(Data excerpts)
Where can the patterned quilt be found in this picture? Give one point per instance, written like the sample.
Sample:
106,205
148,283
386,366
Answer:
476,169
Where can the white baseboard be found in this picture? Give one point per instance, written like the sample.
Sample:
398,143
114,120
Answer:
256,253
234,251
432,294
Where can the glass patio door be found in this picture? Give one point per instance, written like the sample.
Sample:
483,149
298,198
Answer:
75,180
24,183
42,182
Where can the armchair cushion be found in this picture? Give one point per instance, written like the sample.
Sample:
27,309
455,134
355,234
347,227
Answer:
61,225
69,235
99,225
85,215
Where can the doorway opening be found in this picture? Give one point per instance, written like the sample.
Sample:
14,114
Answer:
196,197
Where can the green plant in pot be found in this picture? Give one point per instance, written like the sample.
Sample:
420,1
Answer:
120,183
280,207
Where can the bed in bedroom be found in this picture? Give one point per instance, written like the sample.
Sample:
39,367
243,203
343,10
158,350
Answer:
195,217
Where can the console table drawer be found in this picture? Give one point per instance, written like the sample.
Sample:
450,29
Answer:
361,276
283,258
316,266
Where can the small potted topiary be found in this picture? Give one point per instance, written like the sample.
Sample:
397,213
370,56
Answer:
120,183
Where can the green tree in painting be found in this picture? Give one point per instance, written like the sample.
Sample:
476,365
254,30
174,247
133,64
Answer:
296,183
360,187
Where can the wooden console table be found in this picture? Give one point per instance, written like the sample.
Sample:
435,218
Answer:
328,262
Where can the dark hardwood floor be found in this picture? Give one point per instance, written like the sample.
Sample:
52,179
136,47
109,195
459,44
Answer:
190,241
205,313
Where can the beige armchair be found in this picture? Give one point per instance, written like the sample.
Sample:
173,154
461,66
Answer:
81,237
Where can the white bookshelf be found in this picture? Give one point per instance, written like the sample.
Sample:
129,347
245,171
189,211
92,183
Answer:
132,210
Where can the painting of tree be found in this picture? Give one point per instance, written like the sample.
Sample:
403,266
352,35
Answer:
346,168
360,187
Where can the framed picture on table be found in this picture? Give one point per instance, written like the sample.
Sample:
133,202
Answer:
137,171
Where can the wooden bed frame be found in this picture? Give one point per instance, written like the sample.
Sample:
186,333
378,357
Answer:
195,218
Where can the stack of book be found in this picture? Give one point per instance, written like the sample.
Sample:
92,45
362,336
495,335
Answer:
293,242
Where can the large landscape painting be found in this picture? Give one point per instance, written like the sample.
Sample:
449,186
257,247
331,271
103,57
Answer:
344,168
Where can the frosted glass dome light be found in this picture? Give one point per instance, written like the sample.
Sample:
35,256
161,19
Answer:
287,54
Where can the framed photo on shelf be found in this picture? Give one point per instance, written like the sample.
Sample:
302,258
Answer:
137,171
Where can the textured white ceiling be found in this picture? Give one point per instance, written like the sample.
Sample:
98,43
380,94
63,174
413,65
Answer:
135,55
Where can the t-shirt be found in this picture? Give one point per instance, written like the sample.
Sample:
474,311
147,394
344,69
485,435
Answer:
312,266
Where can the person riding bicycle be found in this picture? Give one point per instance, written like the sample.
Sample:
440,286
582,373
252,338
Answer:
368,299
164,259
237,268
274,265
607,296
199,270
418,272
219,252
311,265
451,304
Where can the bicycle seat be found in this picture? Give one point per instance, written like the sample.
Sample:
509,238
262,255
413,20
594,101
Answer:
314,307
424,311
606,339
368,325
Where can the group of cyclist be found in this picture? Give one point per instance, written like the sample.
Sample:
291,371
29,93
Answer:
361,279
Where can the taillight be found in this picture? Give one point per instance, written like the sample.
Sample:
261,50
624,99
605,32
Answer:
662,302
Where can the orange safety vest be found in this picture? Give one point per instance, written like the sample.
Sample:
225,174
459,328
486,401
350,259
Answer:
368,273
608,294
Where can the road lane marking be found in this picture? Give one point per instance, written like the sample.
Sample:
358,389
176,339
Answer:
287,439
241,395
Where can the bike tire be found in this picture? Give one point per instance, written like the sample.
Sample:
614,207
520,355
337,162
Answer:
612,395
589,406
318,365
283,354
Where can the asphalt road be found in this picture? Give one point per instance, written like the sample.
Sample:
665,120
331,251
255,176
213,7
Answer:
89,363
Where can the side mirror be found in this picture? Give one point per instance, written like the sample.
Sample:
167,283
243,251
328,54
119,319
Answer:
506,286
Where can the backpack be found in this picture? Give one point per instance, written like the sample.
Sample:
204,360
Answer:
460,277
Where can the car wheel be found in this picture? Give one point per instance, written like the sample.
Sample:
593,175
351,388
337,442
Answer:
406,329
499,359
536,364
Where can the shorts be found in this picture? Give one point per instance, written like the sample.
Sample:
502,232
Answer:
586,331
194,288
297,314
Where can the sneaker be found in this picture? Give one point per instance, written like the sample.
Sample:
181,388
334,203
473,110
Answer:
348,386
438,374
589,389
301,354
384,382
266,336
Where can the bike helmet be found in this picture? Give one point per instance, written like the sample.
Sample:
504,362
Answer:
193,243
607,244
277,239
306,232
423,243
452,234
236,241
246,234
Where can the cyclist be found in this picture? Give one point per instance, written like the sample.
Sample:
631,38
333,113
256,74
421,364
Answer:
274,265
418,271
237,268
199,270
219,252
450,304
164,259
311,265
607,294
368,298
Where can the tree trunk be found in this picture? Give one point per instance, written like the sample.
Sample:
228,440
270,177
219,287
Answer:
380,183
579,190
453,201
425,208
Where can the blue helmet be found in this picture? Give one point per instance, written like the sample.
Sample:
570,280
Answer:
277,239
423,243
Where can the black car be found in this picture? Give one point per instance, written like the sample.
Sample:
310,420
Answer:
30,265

• **Task statement**
In this exercise, repeat the entries above verbatim.

• **Solution to the problem**
Where can the patterned quilt be found in this picture? Give one point per instance, written like the sample.
Sample:
106,205
148,283
386,366
Answer:
476,169
Where can the white baseboard be found in this picture? Give one point per instance, written like the sample.
Sample:
398,143
114,120
Answer:
256,253
234,251
432,294
Where can the glass patio door be found in this picture? Give one point per instance, written like the sample.
Sample:
483,149
298,198
Answer:
75,180
24,183
42,182
Where can the armchair cushion be found in this picture? Give one point per instance, written like the sample.
Sample:
27,309
455,134
355,234
347,227
Answer:
61,225
69,235
99,225
85,215
Where can the doorway opening be found in this picture? Give one point per instance, written like the sample.
Sample:
14,114
Answer:
196,197
Where can the green plant in pot be found in this picture? Give one point per instance, written like the sample.
Sample:
420,1
Answer:
120,183
280,207
Where can the bed in bedroom be found in this picture? Give one point per instance, written like the sample.
Sample:
39,367
243,203
343,10
158,350
Answer:
195,217
Where can the console table drawer be found in this picture? Give one point per instance, written like the sample.
Sample:
450,29
Answer:
361,276
283,258
316,266
Where can the small potted topiary be found in this picture? Give one point per instance, written like the sample.
Sample:
397,213
370,56
Answer:
120,183
Where can the green tree in painting be found in this picture? Give one point per instance, written like the sample.
Sample:
476,365
254,30
174,247
133,64
Answer:
296,183
360,187
Where can the wooden console table be found in this picture? Give one point per instance, written like the sample.
Sample:
435,218
Answer:
328,262
Where can the dark hardwood floor be found in this picture? Give one point per instance, written like the sample.
Sample:
52,179
136,47
109,195
459,44
Answer:
190,241
205,313
Where can the beige armchair be found in this picture? Give one point per instance, written like the sample.
Sample:
173,154
461,66
Answer:
81,237
Where can the white bookshelf be found in this picture? Give one point per instance, written like the sample.
Sample:
129,347
245,171
189,211
92,183
Answer:
132,210
Where can the painting of tree be found in this picture? Give one point per instance, written like the sample.
Sample:
403,266
352,35
Answer:
346,168
360,187
Where can the framed picture on table be found in this picture? Give one point per instance, written like the sample.
Sample:
133,202
Answer:
137,171
Where can the wooden bed frame be found in this picture? Give one point per instance, written like the sample.
Sample:
186,333
378,357
Answer:
195,218
Where can the stack of book be found in this picture? Give one point per instance, written like the sample.
Sample:
92,45
362,336
495,335
Answer:
293,242
Where can the large landscape painting be found in this picture? Give one point per instance, written like the sample.
Sample:
449,186
257,247
331,271
103,57
Answer:
344,168
Where can the frosted glass dome light be found in this picture? Give one point per instance, written like the sample.
Sample:
35,256
161,19
Answer:
287,54
Where can the framed photo on shelf be found in this picture? Give one point per instance, written like the sample.
Sample:
302,258
Answer:
137,171
Where can the textured white ceiling be found in this picture? Give one point per instance, written like the sample.
Sample:
98,43
380,94
63,174
413,65
Answer:
135,55
Where can the t-shirt be found in this picture? Give one point per instance, written like the sample.
Sample:
474,311
147,394
344,69
485,435
Answer:
312,266
Where can the person riding bicycle be found in this picture? Give one point per instance, written like the sample.
Sample:
440,286
582,373
252,338
Answer:
368,299
164,259
237,268
274,265
607,296
199,270
418,272
219,252
311,265
451,304
Where can the bicycle seat be found in this picture? Give one point per instance, written like the sample.
Sample:
509,238
262,255
413,20
594,101
Answer:
314,307
424,311
606,339
368,325
Where can the group of cyclist be found in this picture? Give one point per instance, written like the sample.
Sample:
291,371
29,93
Answer:
361,279
Where can the taillight be found in this picture? Give one point per instance, written like the sample.
Sample:
261,50
624,99
605,32
Answer:
662,302
Where can the orange safety vest be found in this picture? Give one point per instance, written like the sample.
Sample:
225,174
459,328
486,401
350,259
Answer:
368,273
608,294
Where can the road lane marking be found in this picture? Give one point per instance, written like the sample.
Sample:
358,389
176,339
Answer:
287,439
241,395
Where can the bike tire be found in this picture? Give one point per instance, written like the sample.
Sample:
614,207
520,355
337,162
Answer:
612,395
589,406
318,365
283,354
Where can the asphalt road be found in this picture? Give one point per instance, written like the sample.
Sample:
665,120
331,251
255,176
213,7
Answer:
89,363
Where can the side mirror be found in this picture? Give one point per instance, written like the sample.
Sample:
167,283
243,251
328,54
119,319
Answer:
506,286
Where can the backpack be found in this picture? Give one point per instance, written like the sample.
Sample:
204,360
Answer:
460,277
Where can the car wheel be found in this picture? Give one point per instance, written like the sample.
Sample:
593,175
351,388
337,442
Answer:
406,329
499,359
536,364
Where can the shorts be found in this picture? Give one point per instance, written like the sample.
Sample:
502,232
Answer:
586,331
194,288
297,314
Where can the sneaker be found in this picture? Give one point per instance, written like the sample.
Sample:
181,388
334,203
473,110
Answer:
348,386
438,374
589,389
301,354
384,382
266,336
Where can the bike helmet be found in this picture? Give one point per instance, written like the sample.
Sample:
504,362
Answer:
193,243
607,244
277,239
306,232
423,243
452,234
236,241
246,234
Where can the cyclist be found in this picture? Give one point per instance, written like the sample.
Sample:
631,38
333,113
256,74
421,364
Answer:
274,265
418,271
237,268
199,270
219,252
450,304
164,259
311,265
607,294
368,298
Where can the tree trunk be found in this picture? Give one point per instance, written like the sample.
Sample:
228,440
270,177
219,287
Answer:
380,183
579,190
453,201
425,208
Where can the blue helmet be found in this picture? Give one point per instance, written like the sample.
Sample:
570,280
Answer:
277,239
423,243
Where can the black car be found in this picture? Give one point per instance, written like the sample.
Sample:
310,420
Answer:
30,265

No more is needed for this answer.